═══ INFORMATION SUPPLIED ═══
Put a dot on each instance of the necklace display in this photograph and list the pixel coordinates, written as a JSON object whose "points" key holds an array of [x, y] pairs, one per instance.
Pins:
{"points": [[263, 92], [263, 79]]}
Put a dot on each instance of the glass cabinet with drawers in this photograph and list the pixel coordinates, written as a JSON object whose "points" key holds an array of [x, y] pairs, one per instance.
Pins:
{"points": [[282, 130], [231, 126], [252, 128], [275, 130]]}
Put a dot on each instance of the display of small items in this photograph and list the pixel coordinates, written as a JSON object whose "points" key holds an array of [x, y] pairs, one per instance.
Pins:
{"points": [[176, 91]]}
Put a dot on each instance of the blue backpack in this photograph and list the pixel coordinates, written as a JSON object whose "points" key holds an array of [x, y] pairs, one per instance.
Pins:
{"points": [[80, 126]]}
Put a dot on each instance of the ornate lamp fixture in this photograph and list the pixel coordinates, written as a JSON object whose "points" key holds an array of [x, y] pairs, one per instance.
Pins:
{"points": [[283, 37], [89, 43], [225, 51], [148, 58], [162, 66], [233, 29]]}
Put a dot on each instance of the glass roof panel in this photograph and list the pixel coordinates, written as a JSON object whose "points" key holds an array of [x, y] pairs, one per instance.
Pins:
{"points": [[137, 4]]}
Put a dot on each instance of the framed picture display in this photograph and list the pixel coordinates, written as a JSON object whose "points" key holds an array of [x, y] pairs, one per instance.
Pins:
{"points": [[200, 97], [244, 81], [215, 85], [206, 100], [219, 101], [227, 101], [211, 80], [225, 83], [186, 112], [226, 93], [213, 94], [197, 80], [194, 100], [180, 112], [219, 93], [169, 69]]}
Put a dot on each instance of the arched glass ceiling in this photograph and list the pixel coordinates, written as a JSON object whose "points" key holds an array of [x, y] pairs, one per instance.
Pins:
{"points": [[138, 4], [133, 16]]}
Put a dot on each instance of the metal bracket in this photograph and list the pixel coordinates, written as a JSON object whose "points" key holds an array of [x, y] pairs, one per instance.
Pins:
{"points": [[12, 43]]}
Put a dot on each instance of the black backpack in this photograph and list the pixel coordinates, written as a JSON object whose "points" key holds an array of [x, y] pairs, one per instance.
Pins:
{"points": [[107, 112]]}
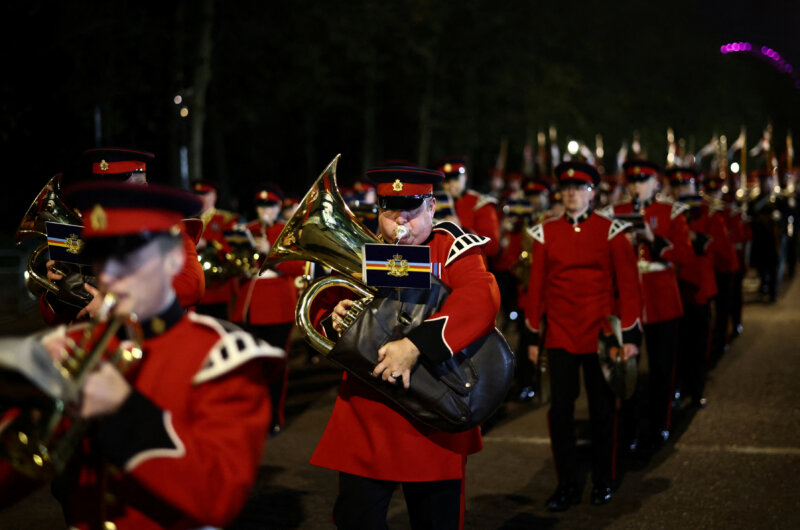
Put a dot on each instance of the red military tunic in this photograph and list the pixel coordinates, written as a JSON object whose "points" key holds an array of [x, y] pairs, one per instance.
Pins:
{"points": [[367, 437], [268, 299], [186, 444], [189, 285], [722, 247], [477, 213], [699, 274], [740, 234], [574, 273], [661, 297], [214, 234]]}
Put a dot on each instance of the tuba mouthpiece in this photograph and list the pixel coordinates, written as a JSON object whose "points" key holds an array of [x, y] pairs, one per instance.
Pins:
{"points": [[399, 233]]}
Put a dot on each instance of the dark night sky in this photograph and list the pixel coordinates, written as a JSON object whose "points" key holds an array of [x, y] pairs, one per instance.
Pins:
{"points": [[295, 83]]}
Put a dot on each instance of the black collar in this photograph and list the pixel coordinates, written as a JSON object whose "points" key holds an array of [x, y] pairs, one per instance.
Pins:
{"points": [[160, 323], [581, 218], [637, 205]]}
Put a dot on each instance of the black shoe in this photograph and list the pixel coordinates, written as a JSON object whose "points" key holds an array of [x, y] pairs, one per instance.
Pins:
{"points": [[563, 498], [601, 495], [526, 394]]}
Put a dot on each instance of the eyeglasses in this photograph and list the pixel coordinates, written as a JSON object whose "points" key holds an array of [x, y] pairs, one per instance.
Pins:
{"points": [[575, 186]]}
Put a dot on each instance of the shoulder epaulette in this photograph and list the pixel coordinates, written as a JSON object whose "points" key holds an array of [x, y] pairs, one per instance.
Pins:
{"points": [[537, 233], [483, 200], [677, 209], [451, 228], [463, 240], [607, 211], [617, 227], [234, 348]]}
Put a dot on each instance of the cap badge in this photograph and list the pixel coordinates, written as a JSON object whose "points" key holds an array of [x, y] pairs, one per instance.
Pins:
{"points": [[97, 218], [74, 244], [398, 267], [157, 326]]}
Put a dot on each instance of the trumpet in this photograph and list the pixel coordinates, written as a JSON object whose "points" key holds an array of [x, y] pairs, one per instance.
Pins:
{"points": [[40, 440]]}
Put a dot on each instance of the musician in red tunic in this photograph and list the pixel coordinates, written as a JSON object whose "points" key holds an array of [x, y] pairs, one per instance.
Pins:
{"points": [[372, 445], [265, 303], [175, 441], [583, 269], [123, 165], [726, 263], [662, 245], [708, 234], [475, 211], [213, 247]]}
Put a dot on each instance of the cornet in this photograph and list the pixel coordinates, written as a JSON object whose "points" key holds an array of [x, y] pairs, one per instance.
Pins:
{"points": [[44, 433]]}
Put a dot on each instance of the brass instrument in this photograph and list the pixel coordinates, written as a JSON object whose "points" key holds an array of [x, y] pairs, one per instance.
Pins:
{"points": [[324, 230], [48, 206], [521, 269], [452, 396], [41, 439]]}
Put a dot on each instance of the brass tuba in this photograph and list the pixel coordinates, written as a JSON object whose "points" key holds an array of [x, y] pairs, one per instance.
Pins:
{"points": [[49, 206], [40, 440], [452, 396], [325, 231]]}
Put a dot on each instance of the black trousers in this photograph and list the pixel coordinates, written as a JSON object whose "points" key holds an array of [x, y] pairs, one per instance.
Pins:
{"points": [[565, 388], [277, 335], [736, 298], [662, 343], [723, 303], [693, 343], [363, 502]]}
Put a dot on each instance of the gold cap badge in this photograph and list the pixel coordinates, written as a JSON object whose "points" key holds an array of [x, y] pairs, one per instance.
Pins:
{"points": [[98, 218]]}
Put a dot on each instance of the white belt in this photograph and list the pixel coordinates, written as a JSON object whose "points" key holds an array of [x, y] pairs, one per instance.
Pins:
{"points": [[652, 266]]}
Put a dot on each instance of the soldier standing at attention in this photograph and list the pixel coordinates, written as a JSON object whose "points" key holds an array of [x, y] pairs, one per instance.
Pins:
{"points": [[580, 261]]}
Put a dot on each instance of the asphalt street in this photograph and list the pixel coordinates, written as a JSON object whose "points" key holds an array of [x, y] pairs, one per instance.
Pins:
{"points": [[734, 464]]}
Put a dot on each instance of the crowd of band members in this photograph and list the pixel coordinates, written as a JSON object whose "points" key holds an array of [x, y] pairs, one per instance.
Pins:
{"points": [[680, 243], [690, 238]]}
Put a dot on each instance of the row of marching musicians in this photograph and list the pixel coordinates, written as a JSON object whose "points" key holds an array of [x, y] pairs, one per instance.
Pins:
{"points": [[231, 252], [669, 252], [139, 413]]}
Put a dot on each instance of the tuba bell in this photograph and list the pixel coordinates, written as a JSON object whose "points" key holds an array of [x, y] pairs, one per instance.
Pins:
{"points": [[45, 428], [48, 206], [452, 396], [324, 230]]}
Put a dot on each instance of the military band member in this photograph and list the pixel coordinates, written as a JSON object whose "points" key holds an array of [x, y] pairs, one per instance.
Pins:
{"points": [[213, 245], [372, 445], [662, 245], [697, 283], [581, 262], [476, 212], [739, 229], [726, 263], [768, 247], [265, 303], [175, 441], [122, 165]]}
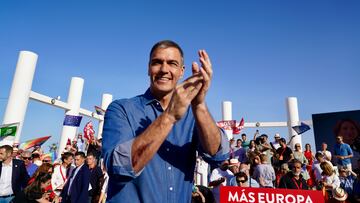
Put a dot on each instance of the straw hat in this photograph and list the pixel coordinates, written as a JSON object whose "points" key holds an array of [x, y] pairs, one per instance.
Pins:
{"points": [[233, 162], [339, 194]]}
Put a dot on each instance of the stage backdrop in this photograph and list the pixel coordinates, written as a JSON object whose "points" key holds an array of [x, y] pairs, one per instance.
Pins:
{"points": [[347, 123]]}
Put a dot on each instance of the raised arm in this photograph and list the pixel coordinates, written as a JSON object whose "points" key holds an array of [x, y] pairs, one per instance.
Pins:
{"points": [[209, 133]]}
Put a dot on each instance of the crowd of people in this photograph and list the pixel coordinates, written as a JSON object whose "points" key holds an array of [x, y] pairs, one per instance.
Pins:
{"points": [[263, 164], [31, 176], [150, 145]]}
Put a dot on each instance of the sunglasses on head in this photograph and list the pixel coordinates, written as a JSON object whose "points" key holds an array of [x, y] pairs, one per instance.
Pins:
{"points": [[241, 181]]}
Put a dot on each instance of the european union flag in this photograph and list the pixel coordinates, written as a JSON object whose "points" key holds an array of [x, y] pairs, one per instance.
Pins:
{"points": [[300, 129], [72, 120]]}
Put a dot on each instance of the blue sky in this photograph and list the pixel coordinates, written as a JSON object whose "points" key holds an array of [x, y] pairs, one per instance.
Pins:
{"points": [[262, 52]]}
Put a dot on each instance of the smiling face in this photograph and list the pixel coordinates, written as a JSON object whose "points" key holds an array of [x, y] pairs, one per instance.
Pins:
{"points": [[165, 69]]}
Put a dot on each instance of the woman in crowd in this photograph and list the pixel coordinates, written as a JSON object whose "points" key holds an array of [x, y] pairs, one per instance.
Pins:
{"points": [[36, 191], [44, 168], [330, 180], [310, 160], [298, 154]]}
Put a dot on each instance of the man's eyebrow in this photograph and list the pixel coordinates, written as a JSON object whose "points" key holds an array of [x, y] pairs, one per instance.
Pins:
{"points": [[172, 61]]}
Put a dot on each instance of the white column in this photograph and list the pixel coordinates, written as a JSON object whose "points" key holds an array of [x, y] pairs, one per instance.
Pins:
{"points": [[74, 100], [106, 100], [227, 116], [293, 120], [20, 91]]}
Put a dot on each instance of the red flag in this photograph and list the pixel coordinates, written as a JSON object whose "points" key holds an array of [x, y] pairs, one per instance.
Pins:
{"points": [[89, 131], [34, 142], [68, 142], [237, 129]]}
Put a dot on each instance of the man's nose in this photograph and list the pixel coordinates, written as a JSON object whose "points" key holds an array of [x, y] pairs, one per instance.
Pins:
{"points": [[164, 67]]}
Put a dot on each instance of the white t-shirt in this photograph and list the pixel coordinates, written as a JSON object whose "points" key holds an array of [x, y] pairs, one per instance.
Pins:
{"points": [[215, 175]]}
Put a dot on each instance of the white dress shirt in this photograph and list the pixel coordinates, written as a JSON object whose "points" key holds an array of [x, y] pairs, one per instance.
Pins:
{"points": [[5, 179], [58, 178]]}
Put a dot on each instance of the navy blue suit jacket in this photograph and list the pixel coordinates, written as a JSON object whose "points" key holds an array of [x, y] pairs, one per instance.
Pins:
{"points": [[79, 191], [20, 177]]}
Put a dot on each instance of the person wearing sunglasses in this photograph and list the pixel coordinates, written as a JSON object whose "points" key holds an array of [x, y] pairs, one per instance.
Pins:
{"points": [[30, 166], [242, 179]]}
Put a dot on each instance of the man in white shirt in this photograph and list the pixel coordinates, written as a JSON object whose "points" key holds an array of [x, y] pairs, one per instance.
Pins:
{"points": [[61, 172], [13, 175], [220, 177], [276, 144], [264, 173], [325, 152], [76, 189]]}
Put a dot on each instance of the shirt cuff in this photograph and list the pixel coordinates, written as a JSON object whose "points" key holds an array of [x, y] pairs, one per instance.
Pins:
{"points": [[121, 159], [223, 151]]}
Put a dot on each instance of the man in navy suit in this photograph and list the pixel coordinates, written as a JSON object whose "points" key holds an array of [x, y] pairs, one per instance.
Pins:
{"points": [[13, 174], [76, 189]]}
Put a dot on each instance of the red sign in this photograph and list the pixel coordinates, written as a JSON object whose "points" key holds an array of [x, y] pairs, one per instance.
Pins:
{"points": [[227, 125], [268, 195]]}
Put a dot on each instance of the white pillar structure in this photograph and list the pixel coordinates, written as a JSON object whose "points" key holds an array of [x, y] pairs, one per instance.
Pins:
{"points": [[293, 120], [227, 116], [20, 91], [106, 100], [74, 100]]}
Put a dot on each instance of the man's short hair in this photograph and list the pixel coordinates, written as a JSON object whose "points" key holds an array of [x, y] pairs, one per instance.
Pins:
{"points": [[282, 140], [8, 148], [241, 174], [66, 155], [319, 155], [92, 154], [81, 154], [26, 153], [166, 44]]}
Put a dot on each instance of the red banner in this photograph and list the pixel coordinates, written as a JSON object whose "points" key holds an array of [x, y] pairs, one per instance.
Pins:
{"points": [[268, 195]]}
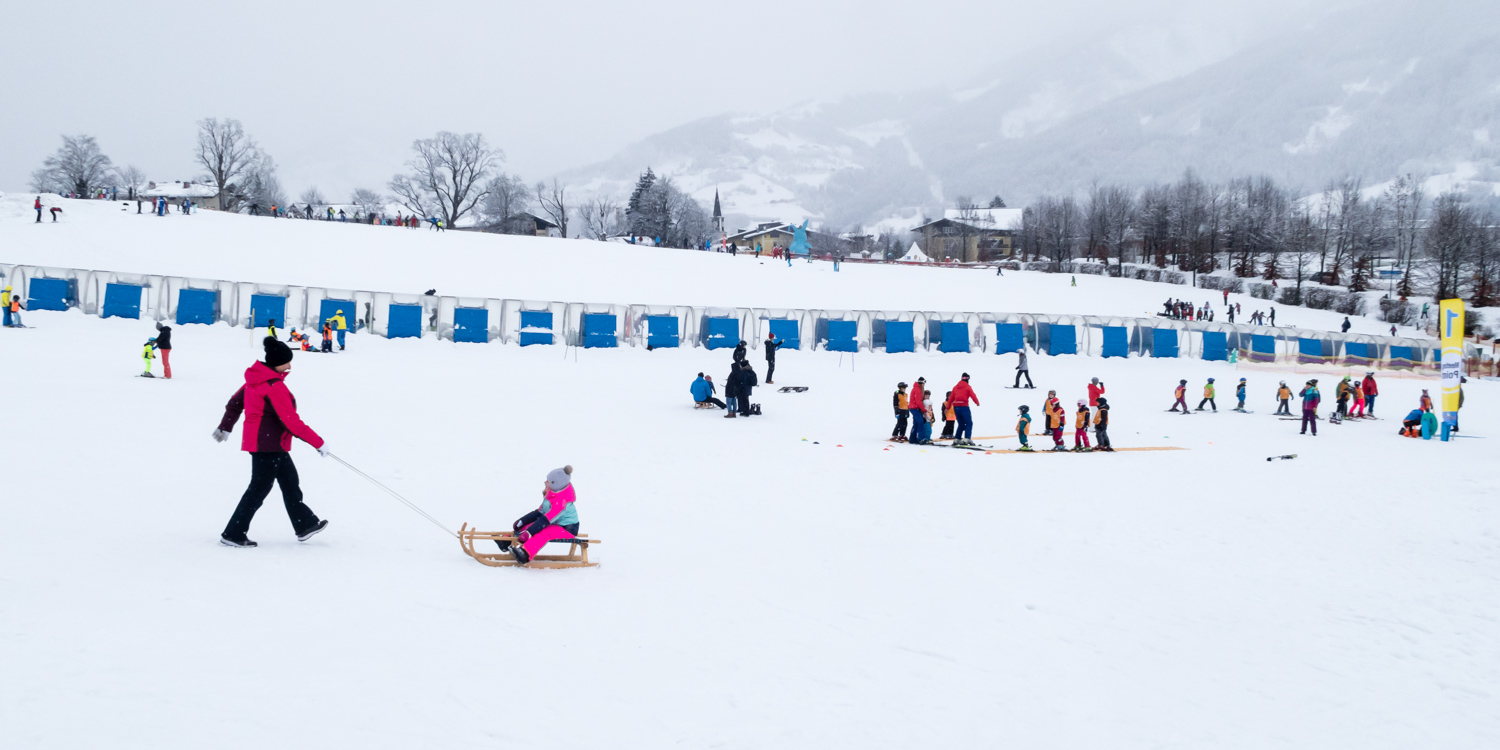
═══
**YOUR INSTRUCTIONS**
How many of the lines above contain the word "crowd"? Reply with the number only.

**TASK SOLUTION**
3